> [RECORDS PROVIDED]
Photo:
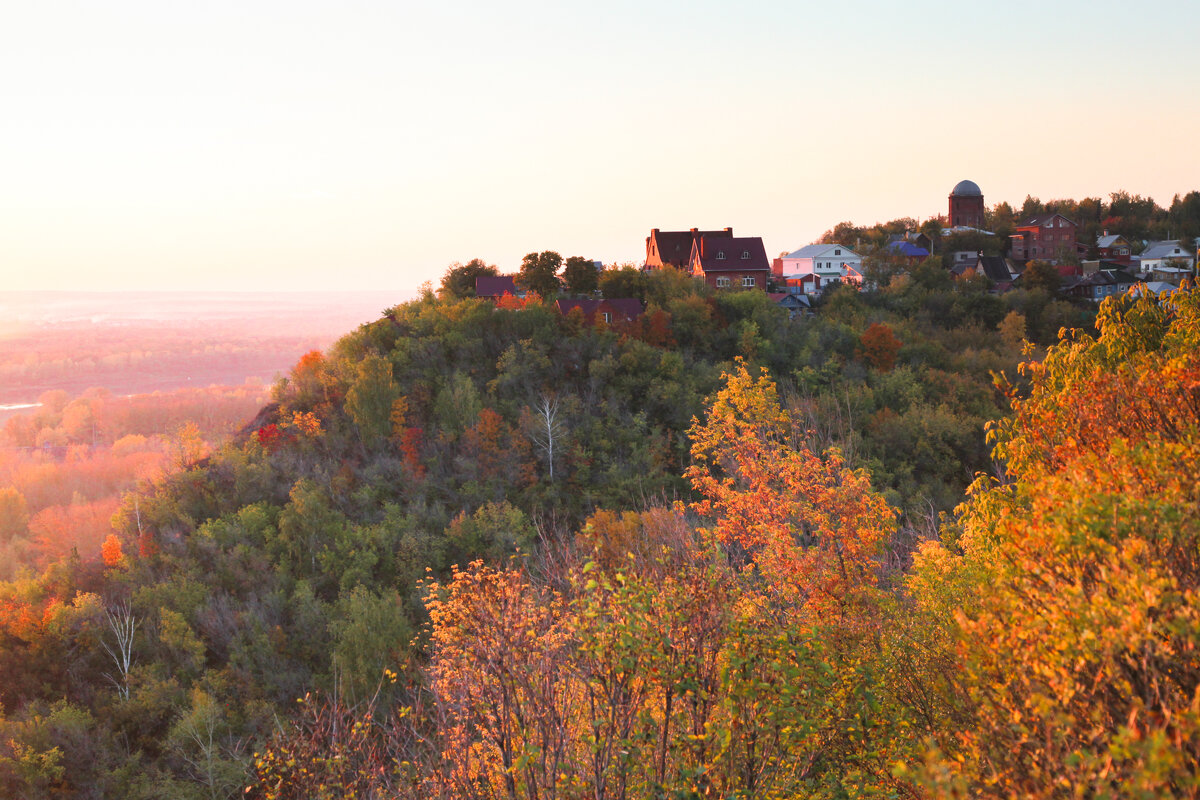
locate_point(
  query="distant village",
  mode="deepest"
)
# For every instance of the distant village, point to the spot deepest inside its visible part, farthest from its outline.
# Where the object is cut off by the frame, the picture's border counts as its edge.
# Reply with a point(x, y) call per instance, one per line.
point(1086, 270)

* * *

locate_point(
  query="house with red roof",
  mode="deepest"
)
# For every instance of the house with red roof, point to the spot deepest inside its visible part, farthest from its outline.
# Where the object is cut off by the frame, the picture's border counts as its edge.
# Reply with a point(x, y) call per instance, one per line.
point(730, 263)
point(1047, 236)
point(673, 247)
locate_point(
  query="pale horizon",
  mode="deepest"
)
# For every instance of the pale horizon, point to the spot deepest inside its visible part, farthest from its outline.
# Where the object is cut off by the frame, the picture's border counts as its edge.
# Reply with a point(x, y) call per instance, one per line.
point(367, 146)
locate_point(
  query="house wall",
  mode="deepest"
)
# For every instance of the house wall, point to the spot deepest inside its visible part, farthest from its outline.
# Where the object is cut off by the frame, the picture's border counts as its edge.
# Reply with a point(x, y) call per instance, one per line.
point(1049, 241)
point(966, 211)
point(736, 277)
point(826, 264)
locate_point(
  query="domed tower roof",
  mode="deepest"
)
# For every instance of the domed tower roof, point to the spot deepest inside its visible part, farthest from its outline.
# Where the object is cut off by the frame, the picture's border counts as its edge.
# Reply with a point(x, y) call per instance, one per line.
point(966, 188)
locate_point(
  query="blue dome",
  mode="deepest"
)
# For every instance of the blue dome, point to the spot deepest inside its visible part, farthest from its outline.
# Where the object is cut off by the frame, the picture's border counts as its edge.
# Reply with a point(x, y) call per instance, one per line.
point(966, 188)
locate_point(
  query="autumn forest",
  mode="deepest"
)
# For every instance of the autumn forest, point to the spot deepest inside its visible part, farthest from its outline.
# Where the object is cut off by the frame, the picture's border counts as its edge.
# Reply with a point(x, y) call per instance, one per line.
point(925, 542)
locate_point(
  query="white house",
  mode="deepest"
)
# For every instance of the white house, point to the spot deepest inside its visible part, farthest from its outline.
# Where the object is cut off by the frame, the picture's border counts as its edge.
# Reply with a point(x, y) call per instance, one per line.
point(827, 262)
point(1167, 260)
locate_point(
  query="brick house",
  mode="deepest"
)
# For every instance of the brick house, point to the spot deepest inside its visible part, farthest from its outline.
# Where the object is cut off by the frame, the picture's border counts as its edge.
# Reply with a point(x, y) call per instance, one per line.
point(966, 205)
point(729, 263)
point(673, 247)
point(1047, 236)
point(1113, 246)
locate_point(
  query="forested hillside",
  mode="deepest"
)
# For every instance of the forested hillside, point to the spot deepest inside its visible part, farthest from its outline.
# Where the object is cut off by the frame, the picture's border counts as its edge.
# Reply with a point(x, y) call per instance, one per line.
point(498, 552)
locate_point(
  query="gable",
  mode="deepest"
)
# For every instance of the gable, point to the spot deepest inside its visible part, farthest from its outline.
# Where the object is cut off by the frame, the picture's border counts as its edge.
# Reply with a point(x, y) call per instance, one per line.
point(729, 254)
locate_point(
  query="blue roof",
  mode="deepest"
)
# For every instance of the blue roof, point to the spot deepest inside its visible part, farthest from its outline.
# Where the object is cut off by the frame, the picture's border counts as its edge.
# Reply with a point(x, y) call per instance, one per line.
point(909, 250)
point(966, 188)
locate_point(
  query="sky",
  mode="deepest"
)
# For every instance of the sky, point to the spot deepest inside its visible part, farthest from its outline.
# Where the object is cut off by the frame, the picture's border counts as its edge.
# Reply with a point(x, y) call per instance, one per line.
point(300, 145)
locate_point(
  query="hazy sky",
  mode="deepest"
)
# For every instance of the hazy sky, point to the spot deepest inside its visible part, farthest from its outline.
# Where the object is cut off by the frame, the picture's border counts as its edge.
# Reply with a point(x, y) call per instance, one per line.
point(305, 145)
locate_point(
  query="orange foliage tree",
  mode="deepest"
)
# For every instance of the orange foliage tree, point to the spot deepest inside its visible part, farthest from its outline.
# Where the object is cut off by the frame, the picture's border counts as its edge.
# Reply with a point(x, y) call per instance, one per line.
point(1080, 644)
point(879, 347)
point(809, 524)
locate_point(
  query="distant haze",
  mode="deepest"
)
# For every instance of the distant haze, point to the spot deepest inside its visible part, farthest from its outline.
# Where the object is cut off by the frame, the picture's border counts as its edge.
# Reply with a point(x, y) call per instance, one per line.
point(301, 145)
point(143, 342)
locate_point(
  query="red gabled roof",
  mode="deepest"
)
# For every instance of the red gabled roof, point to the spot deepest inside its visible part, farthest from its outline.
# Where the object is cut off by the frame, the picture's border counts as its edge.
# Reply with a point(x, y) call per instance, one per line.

...

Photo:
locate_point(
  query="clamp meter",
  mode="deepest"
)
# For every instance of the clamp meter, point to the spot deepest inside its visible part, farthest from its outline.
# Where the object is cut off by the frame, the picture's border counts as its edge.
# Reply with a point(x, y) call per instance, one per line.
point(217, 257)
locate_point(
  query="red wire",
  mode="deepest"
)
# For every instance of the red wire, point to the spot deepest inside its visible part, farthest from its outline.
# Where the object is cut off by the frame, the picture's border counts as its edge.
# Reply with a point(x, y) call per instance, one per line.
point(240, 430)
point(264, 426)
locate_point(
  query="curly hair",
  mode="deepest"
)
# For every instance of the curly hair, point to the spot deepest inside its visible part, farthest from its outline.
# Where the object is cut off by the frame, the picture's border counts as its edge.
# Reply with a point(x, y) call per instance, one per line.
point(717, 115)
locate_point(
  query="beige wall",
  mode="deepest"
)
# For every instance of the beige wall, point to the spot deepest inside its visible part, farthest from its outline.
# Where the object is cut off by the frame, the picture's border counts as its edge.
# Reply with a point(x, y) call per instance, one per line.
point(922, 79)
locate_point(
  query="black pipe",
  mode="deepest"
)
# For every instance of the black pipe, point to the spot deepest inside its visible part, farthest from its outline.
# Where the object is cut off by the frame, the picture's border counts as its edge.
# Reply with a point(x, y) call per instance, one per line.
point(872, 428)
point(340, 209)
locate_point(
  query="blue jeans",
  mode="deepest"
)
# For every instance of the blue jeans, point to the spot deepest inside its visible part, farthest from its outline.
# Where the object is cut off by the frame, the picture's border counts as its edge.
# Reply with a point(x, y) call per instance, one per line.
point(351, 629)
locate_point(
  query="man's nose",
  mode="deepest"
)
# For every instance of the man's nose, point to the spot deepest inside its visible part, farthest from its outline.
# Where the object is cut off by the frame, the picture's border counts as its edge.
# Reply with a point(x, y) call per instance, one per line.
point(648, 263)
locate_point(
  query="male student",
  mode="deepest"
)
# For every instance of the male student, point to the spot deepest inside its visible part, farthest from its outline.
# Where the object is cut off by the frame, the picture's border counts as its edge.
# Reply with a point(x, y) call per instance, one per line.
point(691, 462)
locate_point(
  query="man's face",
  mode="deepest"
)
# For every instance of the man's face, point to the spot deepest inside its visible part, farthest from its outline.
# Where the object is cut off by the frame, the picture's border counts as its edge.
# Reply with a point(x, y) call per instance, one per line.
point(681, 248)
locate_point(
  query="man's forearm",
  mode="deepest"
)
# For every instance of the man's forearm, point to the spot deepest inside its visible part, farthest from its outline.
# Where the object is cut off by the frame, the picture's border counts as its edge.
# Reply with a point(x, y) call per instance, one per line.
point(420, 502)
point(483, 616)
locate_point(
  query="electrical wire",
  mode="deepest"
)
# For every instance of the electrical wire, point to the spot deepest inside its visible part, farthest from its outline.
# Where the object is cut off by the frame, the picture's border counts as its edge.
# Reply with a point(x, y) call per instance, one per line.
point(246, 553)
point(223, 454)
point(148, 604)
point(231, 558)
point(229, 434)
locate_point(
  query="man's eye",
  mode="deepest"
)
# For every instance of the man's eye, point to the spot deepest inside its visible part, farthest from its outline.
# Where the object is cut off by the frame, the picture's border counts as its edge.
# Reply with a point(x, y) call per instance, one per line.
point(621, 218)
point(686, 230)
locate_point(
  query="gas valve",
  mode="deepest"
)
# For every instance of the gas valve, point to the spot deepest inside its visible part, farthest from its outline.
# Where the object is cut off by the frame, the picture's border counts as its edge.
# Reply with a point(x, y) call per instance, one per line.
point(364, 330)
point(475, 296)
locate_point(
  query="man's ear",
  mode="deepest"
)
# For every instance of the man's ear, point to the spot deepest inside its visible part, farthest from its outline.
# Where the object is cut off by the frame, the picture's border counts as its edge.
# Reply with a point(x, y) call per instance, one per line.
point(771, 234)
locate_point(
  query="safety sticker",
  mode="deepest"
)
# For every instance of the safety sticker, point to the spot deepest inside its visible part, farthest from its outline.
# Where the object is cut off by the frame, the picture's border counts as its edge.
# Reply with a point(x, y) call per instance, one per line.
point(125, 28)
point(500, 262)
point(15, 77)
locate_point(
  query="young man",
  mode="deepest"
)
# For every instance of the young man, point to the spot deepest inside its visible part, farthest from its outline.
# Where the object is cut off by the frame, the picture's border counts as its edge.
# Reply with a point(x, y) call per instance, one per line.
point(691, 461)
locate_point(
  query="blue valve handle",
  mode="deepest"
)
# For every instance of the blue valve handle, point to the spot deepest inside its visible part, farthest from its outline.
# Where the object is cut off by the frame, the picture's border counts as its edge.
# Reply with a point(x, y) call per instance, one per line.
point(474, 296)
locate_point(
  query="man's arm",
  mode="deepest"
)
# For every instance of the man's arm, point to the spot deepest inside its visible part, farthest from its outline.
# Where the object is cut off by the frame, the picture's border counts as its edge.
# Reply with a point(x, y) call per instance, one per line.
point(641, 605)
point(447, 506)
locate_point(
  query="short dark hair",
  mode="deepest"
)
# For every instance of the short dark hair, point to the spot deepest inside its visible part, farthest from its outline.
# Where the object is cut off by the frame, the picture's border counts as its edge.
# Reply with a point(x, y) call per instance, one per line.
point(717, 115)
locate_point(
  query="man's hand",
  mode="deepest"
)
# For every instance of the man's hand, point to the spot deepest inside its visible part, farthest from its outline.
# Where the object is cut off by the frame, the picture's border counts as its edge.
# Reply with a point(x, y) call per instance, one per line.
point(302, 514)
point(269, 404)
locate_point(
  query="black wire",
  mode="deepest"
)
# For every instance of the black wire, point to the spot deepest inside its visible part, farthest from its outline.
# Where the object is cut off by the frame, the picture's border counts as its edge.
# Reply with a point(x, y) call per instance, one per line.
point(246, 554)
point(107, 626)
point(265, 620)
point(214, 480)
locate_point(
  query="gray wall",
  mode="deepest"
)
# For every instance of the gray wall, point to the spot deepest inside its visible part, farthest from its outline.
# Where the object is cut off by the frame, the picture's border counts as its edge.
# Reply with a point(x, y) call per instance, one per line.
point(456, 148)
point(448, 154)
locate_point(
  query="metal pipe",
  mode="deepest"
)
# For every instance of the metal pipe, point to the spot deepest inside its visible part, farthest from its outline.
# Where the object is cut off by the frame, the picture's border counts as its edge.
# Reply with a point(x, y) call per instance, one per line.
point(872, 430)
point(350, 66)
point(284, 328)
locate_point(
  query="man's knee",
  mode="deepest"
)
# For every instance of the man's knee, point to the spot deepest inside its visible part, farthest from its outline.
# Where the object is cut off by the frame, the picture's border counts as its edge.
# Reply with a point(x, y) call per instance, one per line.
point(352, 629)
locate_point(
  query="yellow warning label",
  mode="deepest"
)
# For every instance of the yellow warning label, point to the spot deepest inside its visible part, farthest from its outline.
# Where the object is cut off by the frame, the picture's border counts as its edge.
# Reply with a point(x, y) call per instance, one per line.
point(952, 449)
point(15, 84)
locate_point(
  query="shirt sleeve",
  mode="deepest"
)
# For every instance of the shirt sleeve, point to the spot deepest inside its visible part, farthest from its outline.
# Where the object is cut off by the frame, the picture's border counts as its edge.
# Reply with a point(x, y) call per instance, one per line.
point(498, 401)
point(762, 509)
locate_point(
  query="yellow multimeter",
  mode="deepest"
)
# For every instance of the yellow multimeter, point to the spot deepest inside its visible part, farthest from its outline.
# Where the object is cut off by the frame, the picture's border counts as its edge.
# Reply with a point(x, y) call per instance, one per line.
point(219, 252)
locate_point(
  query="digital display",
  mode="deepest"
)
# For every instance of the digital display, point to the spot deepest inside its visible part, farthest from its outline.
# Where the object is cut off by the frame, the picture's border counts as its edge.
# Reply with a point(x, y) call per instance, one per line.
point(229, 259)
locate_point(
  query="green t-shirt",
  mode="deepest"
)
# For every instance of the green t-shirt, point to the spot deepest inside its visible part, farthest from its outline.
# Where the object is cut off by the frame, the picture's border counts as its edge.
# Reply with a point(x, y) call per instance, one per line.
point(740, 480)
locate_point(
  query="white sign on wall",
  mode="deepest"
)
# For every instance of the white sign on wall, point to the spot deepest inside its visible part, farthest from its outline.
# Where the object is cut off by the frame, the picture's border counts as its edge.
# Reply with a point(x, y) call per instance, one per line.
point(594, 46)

> [GIVEN REQUEST] Show every line in the listing above that contains the word "metal".

> [ANSWER TO THIS EXERCISE]
  query="metal pipe",
# For every instance of the metal pipe, point to the spot deepest inside its visible part, farthest from its outline.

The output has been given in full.